— start —

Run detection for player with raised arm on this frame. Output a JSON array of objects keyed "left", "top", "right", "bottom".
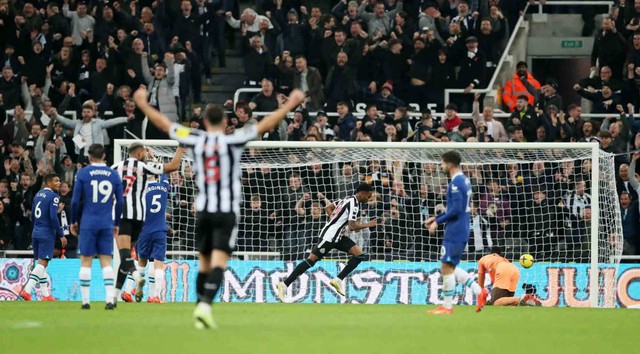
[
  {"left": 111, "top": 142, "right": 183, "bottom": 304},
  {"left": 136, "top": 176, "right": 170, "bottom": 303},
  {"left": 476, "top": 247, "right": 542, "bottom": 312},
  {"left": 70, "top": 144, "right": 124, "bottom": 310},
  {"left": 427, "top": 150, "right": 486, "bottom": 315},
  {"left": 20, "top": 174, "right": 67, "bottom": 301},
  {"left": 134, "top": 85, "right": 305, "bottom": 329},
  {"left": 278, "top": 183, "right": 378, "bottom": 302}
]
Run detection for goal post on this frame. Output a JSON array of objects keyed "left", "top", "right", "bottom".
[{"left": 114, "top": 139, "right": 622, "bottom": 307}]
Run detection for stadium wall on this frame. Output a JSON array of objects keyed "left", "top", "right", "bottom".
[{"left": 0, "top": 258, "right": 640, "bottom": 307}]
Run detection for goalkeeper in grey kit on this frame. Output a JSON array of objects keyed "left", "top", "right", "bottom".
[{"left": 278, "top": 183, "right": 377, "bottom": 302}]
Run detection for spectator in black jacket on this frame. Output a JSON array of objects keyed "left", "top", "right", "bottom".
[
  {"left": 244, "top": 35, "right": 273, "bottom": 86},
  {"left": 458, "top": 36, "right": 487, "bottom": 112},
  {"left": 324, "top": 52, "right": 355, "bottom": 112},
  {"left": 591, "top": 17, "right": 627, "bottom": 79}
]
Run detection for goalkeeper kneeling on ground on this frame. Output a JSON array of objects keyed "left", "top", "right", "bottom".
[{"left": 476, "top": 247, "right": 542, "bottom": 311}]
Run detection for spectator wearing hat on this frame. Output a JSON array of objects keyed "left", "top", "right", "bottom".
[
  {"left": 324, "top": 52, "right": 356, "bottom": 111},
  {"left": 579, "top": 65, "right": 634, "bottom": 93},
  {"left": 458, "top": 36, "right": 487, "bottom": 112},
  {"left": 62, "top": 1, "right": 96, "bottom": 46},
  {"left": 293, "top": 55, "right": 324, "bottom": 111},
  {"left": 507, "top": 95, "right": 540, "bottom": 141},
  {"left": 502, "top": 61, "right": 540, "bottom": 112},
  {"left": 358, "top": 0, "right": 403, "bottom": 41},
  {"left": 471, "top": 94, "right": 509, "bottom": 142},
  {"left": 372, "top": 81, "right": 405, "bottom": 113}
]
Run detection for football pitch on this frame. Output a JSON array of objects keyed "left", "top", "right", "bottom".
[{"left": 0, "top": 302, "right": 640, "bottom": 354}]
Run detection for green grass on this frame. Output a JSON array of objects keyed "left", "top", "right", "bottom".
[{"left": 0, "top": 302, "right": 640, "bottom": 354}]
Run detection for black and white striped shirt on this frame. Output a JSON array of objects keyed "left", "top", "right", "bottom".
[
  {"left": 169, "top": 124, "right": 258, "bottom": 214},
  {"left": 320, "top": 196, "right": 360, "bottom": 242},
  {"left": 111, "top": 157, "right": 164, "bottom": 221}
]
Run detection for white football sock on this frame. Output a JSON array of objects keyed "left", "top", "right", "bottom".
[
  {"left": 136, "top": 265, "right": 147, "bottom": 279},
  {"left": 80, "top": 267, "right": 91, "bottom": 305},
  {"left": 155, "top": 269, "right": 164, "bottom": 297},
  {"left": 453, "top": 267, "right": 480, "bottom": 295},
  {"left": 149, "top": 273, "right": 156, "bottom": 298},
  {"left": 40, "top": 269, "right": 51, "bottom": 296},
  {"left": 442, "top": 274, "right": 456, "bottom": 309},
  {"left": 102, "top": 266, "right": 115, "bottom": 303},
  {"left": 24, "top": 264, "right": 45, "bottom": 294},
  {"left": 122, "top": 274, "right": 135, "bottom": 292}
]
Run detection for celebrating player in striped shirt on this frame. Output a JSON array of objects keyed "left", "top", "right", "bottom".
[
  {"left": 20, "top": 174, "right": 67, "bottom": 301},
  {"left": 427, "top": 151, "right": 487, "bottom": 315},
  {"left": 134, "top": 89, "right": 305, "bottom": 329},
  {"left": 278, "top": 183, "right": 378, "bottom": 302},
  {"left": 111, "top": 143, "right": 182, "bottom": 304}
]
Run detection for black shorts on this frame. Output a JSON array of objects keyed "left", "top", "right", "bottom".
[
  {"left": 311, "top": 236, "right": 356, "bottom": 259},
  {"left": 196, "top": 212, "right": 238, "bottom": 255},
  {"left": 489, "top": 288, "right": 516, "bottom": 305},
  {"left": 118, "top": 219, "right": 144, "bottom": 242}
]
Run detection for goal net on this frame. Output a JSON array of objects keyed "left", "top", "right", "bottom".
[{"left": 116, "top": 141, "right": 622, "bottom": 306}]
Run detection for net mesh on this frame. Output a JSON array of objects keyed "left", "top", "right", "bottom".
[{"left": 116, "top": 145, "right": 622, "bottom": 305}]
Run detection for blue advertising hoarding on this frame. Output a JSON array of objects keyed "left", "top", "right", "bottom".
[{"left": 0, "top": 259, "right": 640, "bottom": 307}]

— end —
— start —

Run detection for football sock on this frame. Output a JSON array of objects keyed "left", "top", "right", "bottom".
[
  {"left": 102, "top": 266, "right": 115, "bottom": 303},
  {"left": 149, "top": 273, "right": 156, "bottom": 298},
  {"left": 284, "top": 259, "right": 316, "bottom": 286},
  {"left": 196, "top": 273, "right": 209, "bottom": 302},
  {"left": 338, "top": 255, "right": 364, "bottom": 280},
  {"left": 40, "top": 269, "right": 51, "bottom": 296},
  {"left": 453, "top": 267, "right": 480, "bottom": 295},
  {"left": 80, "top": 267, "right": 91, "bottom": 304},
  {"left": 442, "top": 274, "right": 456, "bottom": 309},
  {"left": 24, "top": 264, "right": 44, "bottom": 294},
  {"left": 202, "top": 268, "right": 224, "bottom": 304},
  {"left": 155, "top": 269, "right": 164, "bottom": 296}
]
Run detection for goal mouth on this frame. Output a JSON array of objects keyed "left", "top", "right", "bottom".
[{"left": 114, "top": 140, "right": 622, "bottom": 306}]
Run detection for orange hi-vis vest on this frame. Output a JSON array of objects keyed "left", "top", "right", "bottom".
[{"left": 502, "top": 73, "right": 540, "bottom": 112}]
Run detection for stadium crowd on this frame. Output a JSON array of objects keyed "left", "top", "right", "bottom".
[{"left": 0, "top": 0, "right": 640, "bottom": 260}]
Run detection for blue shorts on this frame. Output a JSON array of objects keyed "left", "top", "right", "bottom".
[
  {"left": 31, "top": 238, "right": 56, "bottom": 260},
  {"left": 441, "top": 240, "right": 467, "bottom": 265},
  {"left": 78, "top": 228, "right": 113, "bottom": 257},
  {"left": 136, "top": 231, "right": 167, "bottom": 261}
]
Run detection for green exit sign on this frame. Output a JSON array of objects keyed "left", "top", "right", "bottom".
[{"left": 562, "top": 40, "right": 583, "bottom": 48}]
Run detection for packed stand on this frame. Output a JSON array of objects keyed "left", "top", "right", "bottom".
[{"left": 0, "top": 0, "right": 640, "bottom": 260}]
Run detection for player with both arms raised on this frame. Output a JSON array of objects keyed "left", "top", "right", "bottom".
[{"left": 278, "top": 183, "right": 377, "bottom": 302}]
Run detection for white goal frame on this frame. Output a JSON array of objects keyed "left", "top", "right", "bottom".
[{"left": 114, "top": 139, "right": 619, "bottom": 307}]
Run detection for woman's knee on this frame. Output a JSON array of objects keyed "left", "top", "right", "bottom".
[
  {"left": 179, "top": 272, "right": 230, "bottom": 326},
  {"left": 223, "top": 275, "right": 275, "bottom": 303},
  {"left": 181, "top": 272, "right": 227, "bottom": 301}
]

— end —

Short exercise: Find each line in the material above that contains the word "white" and copy those lines out. Case matters, so count only lines where the capitalization matches.

Full response:
Run detection for black and white striped shirt on this frame. Output a JSON array of objects keyed "left", "top", "right", "bottom".
Run detection for white football sock on this frame. Output a JSON array of objects keyed "left", "top", "right", "bottom".
Run detection for white goal frame on this frame. Output a JSON array of objects keyed "left", "top", "right", "bottom".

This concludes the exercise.